О том, что сионизм «переживает кризис», что Израиль «перестает быть еврейским государством», не говорят сегодня только ленивые, которых среди еврейских любителей поговорить всегда было немного. Претензии при этом выдвигают разные, в зависимости от собственных политических и религиозных идеалов и предпочтений. Одним не нравится пренебрежительное отношение к Земле Израиля, другим – отказ от принципа «еврейского труда» (авода иврит) или снижение статуса иврита, третьим – желание видеть Израиль «государством как все» или даже «государством всех граждан», а не еврейским государством. Однако общим для всех критиков является утверждение, что в какой-то момент Израиль свернул с верной дороги, отказавшись от тех или иных базовых принципов сионистской идеологии.
Нельзя не признать, что с фактической точки зрения критики Израиля здесь почти всегда правы. Первой, пожалуй, умерла идея еврейского труда. Произошло это практически сразу после Шестидневной войны, когда вместе с Иудеей и Самарией Израиль получил сотни тысяч рабочих рук, готовых на тяжелый физический труд за минимальную оплату. В результате сначала арабы, а затем иностранные рабочие практически полностью вытеснили евреев из сельского хозяйства, со строек и т.п. Евреи, впрочем, не сопротивлялись, предпочитая чистую работу в кондиционированных офисах. Поэтому эпизодические попытки вернуть евреев к физическому труду благополучно заканчиваются ничем.
Также практически умер лозунг «Еврей, говори на иврите». Правда, язык пророков по-прежнему является государственным языком Израиля. Но при этом и государство, и общество совершенно равнодушно смотрит на существование в стране многотысячной (русскоязычной) общины, не только не стремящейся к максимально быстрой гебраизации, но и предпринимающей значительные усилия, дабы передать свой язык и культурные коды следующему поколения.
Об отношении к «Земле Израиля» лучше всего свидетельствует процесс мирного урегулирования с палестинцами, начавшийся в 90-х годах прошлого века. Безусловно, противников у этого процесса в Израиле много. Однако лишь религиозные сионисты утверждают, что территориальные уступки недопустимы ни при каких обстоятельствах в силу особого статуса «Святой Земли» и ее неразрывной связи с еврейским народом. Светское большинство эти высокие материи не интересуют. Возражая против территориальных компромиссов с арабами, они исходят из прагматических соображений, касающихся безопасности Израиля.
Наконец, что касается «государства как у всех», то, чтобы убедиться в справедливости этих слов, достаточно просто прогуляться по центру вечернего Тель-Авива. Как с улыбкой заметил один бывший либеральный политик, «бывая в Америке, я советую молодым светским евреям съездить в Израиль, чтобы укрепиться в своем еврействе, и тут же думаю про себя: ну и что же их там ждет? Макдоналдс?» Правда, что касается «государства всех граждан» – до этого Израилю пока далеко (в том числе, из-за враждебной позиции многих арабов). Тем не менее, разговоры об этом давно уже перестали быть уделом маргинальных групп и регулярно доносятся со страниц ведущих газет и даже с парламентской трибуны.

Фрагменты материала
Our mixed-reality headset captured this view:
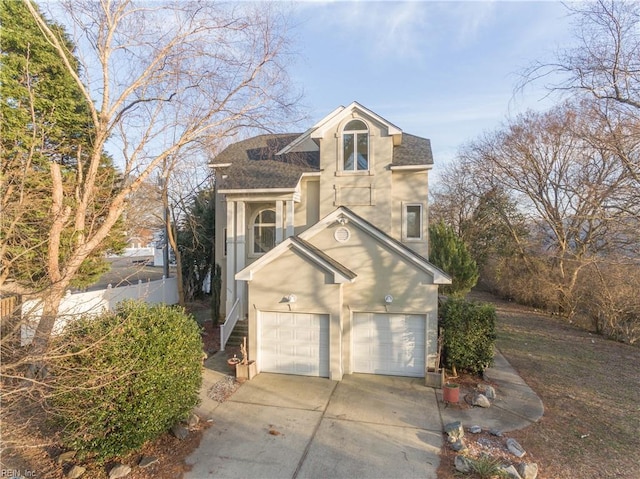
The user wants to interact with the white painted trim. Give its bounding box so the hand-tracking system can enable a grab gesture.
[235,238,355,284]
[299,206,451,284]
[400,201,427,243]
[389,165,433,171]
[225,201,236,316]
[285,200,295,238]
[311,101,402,138]
[275,200,284,244]
[218,186,297,194]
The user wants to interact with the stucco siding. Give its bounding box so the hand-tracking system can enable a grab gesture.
[320,116,393,232]
[249,250,343,379]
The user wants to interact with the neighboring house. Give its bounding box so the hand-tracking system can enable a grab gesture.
[212,102,451,380]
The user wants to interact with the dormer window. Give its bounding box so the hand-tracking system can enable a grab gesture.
[342,120,369,171]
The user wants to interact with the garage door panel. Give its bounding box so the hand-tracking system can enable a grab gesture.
[259,312,329,377]
[353,313,426,377]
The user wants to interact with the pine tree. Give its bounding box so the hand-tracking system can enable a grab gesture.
[429,221,478,296]
[0,0,125,290]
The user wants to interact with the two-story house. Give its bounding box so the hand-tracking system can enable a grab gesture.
[212,102,451,380]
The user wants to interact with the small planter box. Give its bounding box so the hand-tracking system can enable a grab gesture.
[236,361,258,381]
[424,369,444,389]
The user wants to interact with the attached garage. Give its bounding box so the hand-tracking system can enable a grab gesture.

Задача
Измените фрагмент статьи о кризисе сионизма, который начинается словами «О том, что сионизм» и продолжается до слов «принципов сионистской идеологии.»: замените в нем «ленивые» на «равнодушные».

Ответ ниже
О том, что сионизм «переживает кризис», что Израиль «перестает быть еврейским государством», не говорят сегодня только равнодушные, которых среди еврейских любителей поговорить всегда было немного. Претензии при этом выдвигают разные, в зависимости от собственных политических и религиозных идеалов и предпочтений. Одним не нравится пренебрежительное отношение к Земле Израиля, другим – отказ от принципа «еврейского труда» (авода иврит) или снижение статуса иврита, третьим – желание видеть Израиль «государством как все» или даже «государством всех граждан», а не еврейским государством. Однако общим для всех критиков является утверждение, что в какой-то момент Израиль свернул с верной дороги, отказавшись от тех или иных базовых принципов сионистской идеологии.